## [Stated task A]
In the Poppy Day post, what led the writer to conclude that the mother's booklet was special to her? Answer in one to three sentences.
## [Stated task B]
Answer these questions on the Poppy Day post, one line each:
(i) How much money was the one-day effort meant to collect?
(ii) What was the Royal British Legion's overall goal for the year, and whom was it meant to support?
(iii) What appeared before each selection in the mother's booklet?
## [Stated task C]
Copy the Poppy Day post word for word, starting at "City of London" and ending at "armed forces families.".

## [Selection]
>> Begin

City of London Poppy Day


Yesterday was Poppy Day in London. Prince Charles joined in support of the fundraising effort to collect one million pounds in one day. The focused one day goal was part of the Royal British Legion's overall goal to raise forty-two million pounds this year in support of armed forces families.
Poppies became the emblem of Remembrance Day due to the poem In Flanders Fields. I remember as a young girl finding a booklet of flowers and poems my mother had made when she was in grade school. She wouldn't let me have it to look at on my own which told me it was something special to her. She read one of the poems to me which always stuck in my mind even though I didn't understand its meaning at the time.


Before each selection of her booklet was a water color of the flower mentioned in the following poem. This is the Poppy water color before In Flanders Fields. The colors are just as bright as when she painted them eighty years ago.


And look at her penmanship! Perfect. If the booklet was an assignment of some sort, maybe it was to showcase students' handwriting?

>> End

## [Extracted material]
>> Begin

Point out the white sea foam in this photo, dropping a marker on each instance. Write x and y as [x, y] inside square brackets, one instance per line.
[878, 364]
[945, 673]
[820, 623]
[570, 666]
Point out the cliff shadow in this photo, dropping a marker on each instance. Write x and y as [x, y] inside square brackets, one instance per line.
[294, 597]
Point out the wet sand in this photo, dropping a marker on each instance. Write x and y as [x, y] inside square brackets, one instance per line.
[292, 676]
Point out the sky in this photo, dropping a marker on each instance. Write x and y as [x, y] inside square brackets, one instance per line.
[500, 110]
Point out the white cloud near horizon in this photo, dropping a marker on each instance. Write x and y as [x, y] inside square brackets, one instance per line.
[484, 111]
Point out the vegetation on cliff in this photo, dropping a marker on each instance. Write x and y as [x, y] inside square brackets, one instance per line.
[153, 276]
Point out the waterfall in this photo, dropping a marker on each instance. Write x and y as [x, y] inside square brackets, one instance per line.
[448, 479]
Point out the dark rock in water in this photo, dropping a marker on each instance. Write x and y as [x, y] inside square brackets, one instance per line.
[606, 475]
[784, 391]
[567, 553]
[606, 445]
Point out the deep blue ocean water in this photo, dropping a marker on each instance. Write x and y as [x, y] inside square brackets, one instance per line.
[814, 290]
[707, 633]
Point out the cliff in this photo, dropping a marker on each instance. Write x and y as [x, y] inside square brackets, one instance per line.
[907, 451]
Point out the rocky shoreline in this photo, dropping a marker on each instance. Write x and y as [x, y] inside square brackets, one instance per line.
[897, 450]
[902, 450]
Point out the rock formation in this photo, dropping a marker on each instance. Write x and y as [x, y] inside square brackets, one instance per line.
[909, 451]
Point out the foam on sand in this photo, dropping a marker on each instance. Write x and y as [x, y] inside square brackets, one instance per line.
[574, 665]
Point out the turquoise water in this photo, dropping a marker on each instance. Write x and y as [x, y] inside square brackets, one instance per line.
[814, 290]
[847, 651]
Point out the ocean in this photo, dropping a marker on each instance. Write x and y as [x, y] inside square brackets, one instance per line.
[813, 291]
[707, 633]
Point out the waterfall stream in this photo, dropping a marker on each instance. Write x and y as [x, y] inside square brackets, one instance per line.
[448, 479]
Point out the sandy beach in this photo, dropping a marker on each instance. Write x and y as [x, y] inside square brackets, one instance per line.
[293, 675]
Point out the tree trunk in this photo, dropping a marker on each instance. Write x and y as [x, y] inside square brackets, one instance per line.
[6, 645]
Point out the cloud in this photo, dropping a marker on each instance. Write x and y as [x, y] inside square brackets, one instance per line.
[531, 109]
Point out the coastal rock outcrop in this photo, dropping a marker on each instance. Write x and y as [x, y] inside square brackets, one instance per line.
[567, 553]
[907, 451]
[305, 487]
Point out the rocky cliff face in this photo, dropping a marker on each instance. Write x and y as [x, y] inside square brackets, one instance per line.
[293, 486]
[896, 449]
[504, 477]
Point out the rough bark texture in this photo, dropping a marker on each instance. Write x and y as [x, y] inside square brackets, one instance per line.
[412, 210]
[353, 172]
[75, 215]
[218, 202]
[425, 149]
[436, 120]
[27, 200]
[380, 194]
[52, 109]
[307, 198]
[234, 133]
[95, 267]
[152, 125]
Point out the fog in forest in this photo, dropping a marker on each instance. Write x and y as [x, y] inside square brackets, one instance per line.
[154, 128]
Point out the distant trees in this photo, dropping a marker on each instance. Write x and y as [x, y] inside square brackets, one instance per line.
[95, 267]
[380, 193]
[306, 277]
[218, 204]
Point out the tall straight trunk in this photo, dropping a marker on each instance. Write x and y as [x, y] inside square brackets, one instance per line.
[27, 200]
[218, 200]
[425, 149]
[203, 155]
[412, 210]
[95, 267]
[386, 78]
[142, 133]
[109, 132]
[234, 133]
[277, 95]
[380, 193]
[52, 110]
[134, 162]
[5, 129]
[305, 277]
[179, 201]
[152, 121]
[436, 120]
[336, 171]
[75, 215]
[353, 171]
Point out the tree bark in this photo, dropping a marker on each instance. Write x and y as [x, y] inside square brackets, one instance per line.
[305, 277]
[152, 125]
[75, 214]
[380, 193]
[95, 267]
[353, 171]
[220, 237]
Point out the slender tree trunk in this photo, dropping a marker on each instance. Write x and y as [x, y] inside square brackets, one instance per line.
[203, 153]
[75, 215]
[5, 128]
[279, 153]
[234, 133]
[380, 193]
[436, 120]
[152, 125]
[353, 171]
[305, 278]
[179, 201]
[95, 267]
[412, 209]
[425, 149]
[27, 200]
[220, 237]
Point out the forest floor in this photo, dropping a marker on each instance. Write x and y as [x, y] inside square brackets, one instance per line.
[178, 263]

>> End

## [Written answer A]
The mother would not let the writer look at the booklet alone. That told the writer it was something special to her.

## [Written answer B]
(i) One million pounds.
(ii) Forty-two million pounds, in support of armed forces families.
(iii) A watercolor of the flower mentioned in the following poem.

## [Written answer C]
City of London Poppy Day


Yesterday was Poppy Day in London. Prince Charles joined in support of the fundraising effort to collect one million pounds in one day. The focused one day goal was part of the Royal British Legion's overall goal to raise forty-two million pounds this year in support of armed forces families.